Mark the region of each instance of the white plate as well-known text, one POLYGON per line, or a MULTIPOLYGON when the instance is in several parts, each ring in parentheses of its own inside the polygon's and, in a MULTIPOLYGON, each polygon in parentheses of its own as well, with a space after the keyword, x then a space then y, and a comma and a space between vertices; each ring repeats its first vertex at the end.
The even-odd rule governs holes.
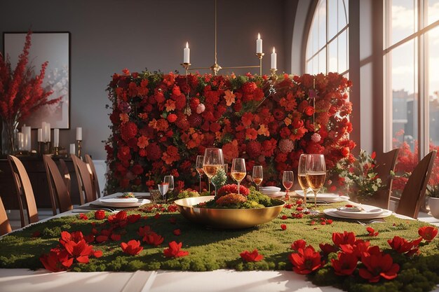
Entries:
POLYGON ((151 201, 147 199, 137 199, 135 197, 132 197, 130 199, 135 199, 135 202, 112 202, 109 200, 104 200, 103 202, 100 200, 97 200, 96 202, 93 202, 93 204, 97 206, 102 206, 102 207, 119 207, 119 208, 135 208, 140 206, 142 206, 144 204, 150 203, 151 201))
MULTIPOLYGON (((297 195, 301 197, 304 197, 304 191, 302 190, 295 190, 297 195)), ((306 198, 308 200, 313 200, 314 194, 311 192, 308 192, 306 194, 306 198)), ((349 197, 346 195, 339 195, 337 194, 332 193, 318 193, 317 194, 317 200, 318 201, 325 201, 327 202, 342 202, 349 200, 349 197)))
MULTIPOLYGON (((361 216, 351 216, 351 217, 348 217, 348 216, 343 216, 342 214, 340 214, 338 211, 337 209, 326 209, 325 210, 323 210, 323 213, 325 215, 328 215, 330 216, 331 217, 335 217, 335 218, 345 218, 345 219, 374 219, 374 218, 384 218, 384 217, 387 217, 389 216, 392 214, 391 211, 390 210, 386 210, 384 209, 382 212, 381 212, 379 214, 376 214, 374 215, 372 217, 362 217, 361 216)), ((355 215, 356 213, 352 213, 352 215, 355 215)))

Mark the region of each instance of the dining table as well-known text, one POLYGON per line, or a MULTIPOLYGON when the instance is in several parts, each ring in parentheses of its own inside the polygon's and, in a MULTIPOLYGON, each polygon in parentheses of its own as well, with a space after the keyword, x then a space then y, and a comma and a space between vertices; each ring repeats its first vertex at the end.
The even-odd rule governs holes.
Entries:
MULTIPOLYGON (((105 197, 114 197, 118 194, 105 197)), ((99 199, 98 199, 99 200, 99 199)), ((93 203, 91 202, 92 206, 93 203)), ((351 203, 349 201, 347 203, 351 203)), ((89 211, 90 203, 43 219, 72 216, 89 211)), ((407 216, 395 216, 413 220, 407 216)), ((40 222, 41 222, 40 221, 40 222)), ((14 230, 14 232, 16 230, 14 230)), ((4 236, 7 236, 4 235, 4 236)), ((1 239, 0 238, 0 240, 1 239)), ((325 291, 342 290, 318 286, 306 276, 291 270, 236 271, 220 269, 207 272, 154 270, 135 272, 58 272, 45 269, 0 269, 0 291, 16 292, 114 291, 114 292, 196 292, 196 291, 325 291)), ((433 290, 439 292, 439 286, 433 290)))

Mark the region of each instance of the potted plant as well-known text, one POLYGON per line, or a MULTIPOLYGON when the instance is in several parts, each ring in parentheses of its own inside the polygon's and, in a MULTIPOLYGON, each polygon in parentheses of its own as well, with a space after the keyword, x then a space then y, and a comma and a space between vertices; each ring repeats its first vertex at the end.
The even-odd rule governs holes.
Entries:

::::::

• _Prompt_:
Please copy all of the lines above word for word, leaving out the pictures.

• _Written response_:
Mark the region of each instance of the white plate as well-known text, one POLYGON per line, or a MULTIPOLYGON when the instance is in several parts, each ring in parentheses of its own inside the polygon's and, in a MULTIPOLYGON, each polygon in parentheses of its own as well, with a space after the keyword, x then a space then y, and a comma and a space between vertices; each ring repeats its first vertex at the end.
The even-odd rule governs holes.
Entries:
POLYGON ((151 201, 147 199, 137 199, 135 197, 132 197, 130 199, 135 199, 135 202, 112 202, 109 200, 104 200, 103 202, 100 200, 97 200, 96 202, 93 202, 93 204, 97 206, 102 206, 102 207, 119 207, 119 208, 135 208, 140 206, 142 206, 144 204, 150 203, 151 201))
MULTIPOLYGON (((297 195, 301 197, 304 197, 304 191, 302 190, 295 190, 297 195)), ((306 198, 308 200, 313 200, 314 194, 311 192, 308 192, 306 194, 306 198)), ((349 197, 346 195, 339 195, 337 194, 332 193, 318 193, 317 194, 317 200, 318 201, 325 201, 327 202, 342 202, 349 200, 349 197)))
MULTIPOLYGON (((361 216, 351 216, 351 217, 348 217, 348 216, 343 216, 342 214, 340 214, 338 211, 337 209, 326 209, 325 210, 323 210, 323 213, 325 215, 328 215, 330 216, 331 217, 335 217, 335 218, 345 218, 345 219, 374 219, 374 218, 384 218, 384 217, 387 217, 389 216, 392 214, 391 211, 390 210, 386 210, 384 209, 382 212, 381 212, 379 214, 376 214, 374 215, 372 217, 362 217, 361 216)), ((355 215, 356 213, 352 213, 352 215, 355 215)))

Mark the region of each instance of the dining table as well-known text, one POLYGON per line, or a MULTIPOLYGON when the instance is in several parts, each ring in parentheses of its own inside the polygon's and, in a MULTIPOLYGON, each polygon in parentheses of its own as well, with a space after the keyword, x then a space then y, and a comma and a space between vertices; each ring repeats its first vertex at the end.
The even-odd rule governs holes.
Entries:
MULTIPOLYGON (((105 197, 114 197, 118 194, 105 197)), ((99 199, 98 199, 99 200, 99 199)), ((93 203, 91 202, 92 206, 93 203)), ((351 203, 349 201, 347 203, 351 203)), ((89 211, 90 203, 43 219, 72 216, 89 211)), ((407 216, 395 216, 413 220, 407 216)), ((40 222, 41 222, 40 221, 40 222)), ((14 230, 14 232, 16 230, 14 230)), ((4 236, 7 236, 4 235, 4 236)), ((1 239, 0 238, 0 240, 1 239)), ((325 291, 342 290, 318 286, 306 276, 291 270, 236 271, 220 269, 207 272, 154 270, 135 272, 58 272, 45 269, 0 269, 0 291, 16 292, 114 291, 114 292, 196 292, 196 291, 325 291)), ((433 290, 439 292, 439 286, 433 290)))

Mark the region of each instance of the potted plant as well-known text, one POLYGON per line, or a MULTIPOLYGON when the instance is in several parts, each ring in parentheses of its own inside the polygon's and, in a MULTIPOLYGON, each polygon in parentheses of its own as well, with a space after the keyword, x then a space then y, and a comma and a space between vertices; each ring repeats its first vertex at the end.
The even-odd rule governs holes.
Entries:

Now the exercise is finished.